Dataset content -

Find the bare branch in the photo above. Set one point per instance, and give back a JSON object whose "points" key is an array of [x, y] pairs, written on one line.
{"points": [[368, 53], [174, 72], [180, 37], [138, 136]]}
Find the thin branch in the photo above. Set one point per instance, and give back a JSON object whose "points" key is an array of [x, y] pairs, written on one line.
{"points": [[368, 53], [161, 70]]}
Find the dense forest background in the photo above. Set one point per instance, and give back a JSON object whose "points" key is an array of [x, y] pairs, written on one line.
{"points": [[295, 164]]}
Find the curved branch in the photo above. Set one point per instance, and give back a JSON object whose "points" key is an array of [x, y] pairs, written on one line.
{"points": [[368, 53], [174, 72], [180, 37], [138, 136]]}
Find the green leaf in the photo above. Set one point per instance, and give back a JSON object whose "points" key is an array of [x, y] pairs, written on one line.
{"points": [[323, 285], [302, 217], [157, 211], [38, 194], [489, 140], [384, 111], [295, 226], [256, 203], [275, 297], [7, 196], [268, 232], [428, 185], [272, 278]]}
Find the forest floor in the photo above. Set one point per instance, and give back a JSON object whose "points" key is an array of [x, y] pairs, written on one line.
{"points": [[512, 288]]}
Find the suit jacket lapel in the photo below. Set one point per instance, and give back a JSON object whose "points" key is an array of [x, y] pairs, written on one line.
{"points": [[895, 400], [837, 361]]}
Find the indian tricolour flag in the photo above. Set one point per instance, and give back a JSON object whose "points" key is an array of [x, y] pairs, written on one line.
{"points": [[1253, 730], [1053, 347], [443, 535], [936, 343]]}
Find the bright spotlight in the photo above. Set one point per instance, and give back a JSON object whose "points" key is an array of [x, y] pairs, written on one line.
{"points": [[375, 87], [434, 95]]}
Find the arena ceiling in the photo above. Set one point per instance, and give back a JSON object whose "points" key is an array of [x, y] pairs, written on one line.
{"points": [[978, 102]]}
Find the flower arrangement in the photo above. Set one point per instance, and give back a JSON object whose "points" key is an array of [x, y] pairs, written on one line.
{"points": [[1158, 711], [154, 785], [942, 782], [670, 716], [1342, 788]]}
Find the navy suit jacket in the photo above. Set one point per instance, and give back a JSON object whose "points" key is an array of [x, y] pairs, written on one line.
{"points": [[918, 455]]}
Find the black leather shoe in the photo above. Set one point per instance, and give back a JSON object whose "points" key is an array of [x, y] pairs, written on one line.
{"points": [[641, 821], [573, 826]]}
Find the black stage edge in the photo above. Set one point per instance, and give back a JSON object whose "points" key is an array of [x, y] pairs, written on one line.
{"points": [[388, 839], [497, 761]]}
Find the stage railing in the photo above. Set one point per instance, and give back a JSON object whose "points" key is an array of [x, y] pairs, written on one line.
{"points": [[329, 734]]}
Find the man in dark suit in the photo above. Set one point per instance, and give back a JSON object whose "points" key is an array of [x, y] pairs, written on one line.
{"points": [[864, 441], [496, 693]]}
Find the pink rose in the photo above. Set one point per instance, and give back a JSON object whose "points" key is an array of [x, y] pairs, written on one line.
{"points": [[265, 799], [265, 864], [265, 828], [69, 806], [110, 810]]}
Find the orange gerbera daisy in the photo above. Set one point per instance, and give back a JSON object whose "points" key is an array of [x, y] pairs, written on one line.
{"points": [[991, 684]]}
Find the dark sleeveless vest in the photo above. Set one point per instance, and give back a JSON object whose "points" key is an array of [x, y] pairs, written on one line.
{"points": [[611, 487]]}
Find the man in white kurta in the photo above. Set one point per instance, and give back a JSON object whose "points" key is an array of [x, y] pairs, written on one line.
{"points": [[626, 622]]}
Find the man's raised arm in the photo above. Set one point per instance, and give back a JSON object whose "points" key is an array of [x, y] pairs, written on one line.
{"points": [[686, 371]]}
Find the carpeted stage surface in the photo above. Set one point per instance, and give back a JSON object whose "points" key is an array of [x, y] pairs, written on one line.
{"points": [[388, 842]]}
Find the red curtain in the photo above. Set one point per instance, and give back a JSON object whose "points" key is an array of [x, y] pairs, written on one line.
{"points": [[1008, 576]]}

What to do - Switch "red curtain" to "velvet curtain" and reproduce the data from the line that has "Find the man in white" through the end of the data, leaving everything else unchanged.

Problem solution -
Find the man in white kurta in the photo above. Set one point per instance, and give back a JSON object whose "points" key is an array of [x, y] pairs, written on one line.
{"points": [[626, 622]]}
Find the man's raised arm in the photo above. Set one point per instance, and give back a JSON object whose "points" key is an array of [x, y] pairs, written on one line.
{"points": [[686, 371]]}
Find the carpeted stage surface in the photo above. Set one point per instance, and give back a JSON object whose "points" key is an array of [x, y] pairs, written on one line.
{"points": [[388, 842]]}
Find the velvet curtain in the photo above. Set one point per instance, and give back a JSON object whose "points" key is an array of [x, y] pairs, written on one line.
{"points": [[1008, 576]]}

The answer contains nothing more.